Problem to work on: Word for word, copy the lines beginning at the one with "Target: projected image of person" and ending at the last line below; pictures stay out.

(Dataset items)
◆ ◆ ◆ ◆
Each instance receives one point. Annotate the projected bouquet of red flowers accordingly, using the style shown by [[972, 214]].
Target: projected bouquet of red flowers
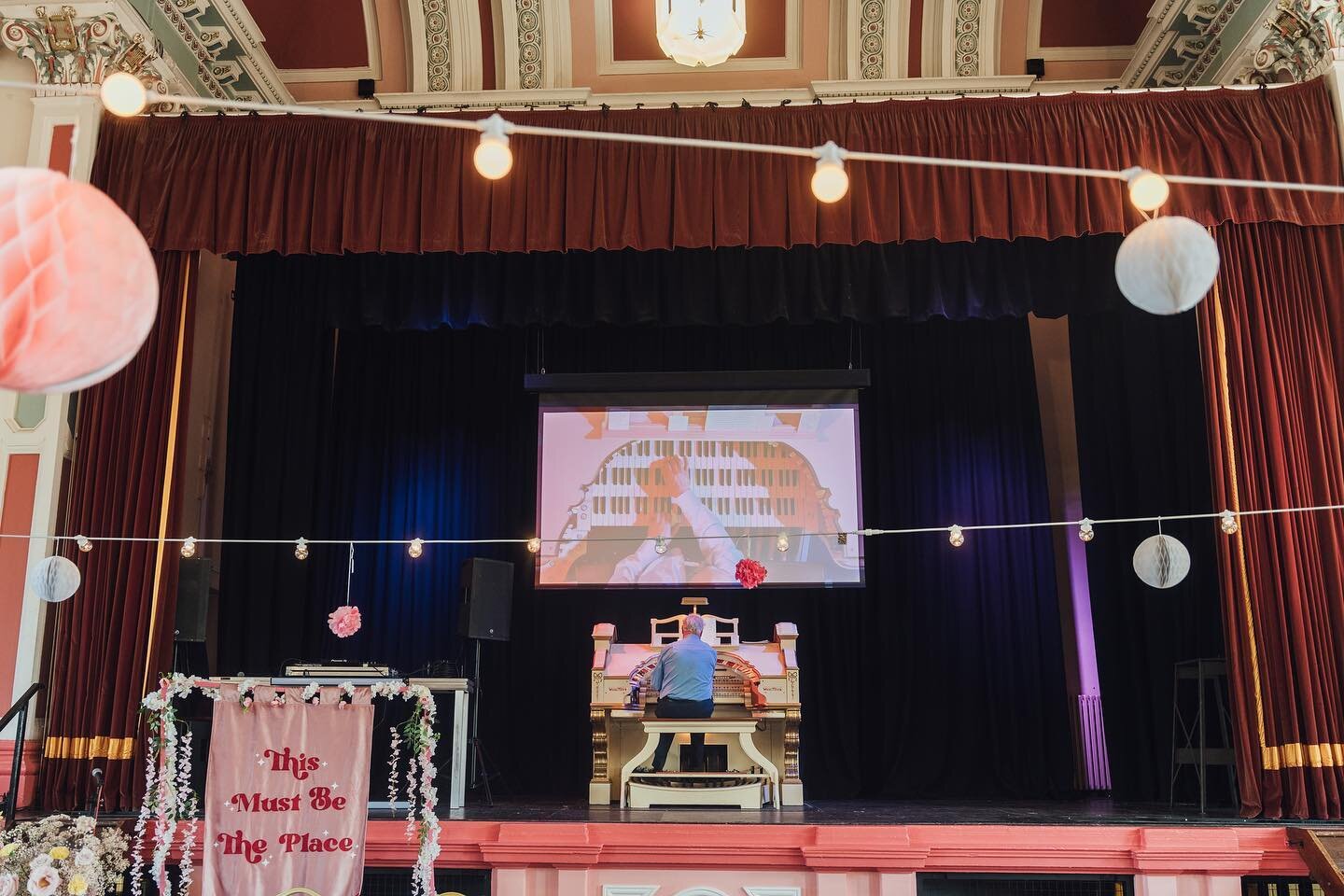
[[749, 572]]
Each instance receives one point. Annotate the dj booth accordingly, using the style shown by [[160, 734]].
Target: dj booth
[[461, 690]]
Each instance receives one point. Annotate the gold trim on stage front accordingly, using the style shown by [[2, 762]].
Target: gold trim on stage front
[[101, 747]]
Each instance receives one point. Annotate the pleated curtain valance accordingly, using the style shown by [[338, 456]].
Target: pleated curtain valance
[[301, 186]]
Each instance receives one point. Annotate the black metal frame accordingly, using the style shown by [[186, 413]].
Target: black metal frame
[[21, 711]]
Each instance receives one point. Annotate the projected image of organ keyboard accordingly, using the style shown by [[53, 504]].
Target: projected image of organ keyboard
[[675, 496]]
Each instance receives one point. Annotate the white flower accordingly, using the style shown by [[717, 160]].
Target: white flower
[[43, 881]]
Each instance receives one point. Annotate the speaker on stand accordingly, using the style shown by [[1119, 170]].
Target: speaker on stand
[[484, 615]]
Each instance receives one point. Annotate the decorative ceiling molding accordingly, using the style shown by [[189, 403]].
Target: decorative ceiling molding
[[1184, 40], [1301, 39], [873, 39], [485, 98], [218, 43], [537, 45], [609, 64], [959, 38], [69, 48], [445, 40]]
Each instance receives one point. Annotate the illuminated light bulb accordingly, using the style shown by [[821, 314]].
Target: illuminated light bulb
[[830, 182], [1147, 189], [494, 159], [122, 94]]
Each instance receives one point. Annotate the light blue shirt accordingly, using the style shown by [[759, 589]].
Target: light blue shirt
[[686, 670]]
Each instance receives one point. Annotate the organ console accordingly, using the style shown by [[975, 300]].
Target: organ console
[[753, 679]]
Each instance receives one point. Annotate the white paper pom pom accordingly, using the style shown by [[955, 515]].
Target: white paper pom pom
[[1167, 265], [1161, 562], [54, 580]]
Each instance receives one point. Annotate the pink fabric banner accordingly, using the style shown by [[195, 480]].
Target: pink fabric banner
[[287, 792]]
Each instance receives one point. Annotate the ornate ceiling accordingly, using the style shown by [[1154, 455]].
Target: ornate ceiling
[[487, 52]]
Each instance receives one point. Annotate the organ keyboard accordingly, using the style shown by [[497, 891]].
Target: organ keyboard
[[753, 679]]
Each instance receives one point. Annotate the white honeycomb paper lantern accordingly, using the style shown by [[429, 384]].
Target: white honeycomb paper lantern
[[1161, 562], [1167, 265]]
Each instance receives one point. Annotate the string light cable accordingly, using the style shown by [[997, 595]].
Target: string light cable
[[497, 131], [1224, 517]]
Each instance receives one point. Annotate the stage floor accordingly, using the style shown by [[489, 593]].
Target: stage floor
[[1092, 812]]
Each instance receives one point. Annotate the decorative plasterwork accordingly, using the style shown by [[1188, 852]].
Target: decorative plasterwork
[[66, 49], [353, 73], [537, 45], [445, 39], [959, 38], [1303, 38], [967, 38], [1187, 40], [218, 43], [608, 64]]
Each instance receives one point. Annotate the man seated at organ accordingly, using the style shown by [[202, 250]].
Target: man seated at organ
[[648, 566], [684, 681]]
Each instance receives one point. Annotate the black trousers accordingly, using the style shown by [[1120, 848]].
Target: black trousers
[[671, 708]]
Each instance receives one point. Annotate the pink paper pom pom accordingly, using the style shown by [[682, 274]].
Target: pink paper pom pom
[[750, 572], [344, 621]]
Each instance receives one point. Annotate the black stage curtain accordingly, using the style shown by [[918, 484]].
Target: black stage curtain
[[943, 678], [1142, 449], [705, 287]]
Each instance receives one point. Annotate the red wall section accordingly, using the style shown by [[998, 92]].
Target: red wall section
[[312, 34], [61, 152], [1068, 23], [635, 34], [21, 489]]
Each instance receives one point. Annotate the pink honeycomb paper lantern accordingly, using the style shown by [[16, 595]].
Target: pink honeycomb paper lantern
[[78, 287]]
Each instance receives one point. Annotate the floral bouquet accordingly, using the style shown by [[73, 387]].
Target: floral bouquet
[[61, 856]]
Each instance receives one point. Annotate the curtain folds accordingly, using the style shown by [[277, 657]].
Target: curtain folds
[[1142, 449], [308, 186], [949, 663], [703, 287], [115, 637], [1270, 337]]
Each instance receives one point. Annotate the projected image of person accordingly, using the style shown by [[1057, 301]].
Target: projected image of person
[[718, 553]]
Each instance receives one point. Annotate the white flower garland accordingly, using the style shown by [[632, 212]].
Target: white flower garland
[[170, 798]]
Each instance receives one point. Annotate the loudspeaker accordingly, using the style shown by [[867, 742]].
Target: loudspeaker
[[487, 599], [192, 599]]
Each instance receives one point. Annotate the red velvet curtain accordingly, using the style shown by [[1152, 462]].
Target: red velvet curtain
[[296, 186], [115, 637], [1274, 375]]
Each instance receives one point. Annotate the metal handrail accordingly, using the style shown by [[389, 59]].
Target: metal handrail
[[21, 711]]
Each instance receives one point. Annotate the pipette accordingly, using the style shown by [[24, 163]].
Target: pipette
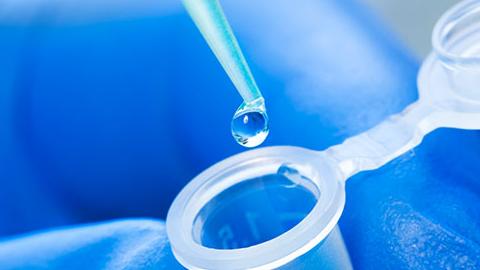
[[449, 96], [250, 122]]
◆ ◆ ◆ ◆
Solution below:
Target: projected image of person
[[718, 553]]
Each instance receives one point. Annotate the white flower garland accordingly, using the style shown by [[632, 212]].
Target: white flower garland
[[170, 798]]
Each instance receives one point. Annotate the loudspeaker accordingly, using the style shown by [[867, 742]].
Target: loudspeaker
[[487, 599], [192, 599]]
Each instance receives one point. Annotate the red velvet curtain accordingly, using the style shown by [[1152, 462]].
Target: red velvet curtain
[[296, 186], [115, 637], [1274, 375]]
Each instance receives one point. Annotate the metal handrail accordingly, using the style shown by [[389, 59]].
Target: metal handrail
[[21, 711]]
Each instance receives one point. Annotate the pipette accordingly, using the style shown by [[24, 163]].
Target: pipette
[[449, 96], [250, 122]]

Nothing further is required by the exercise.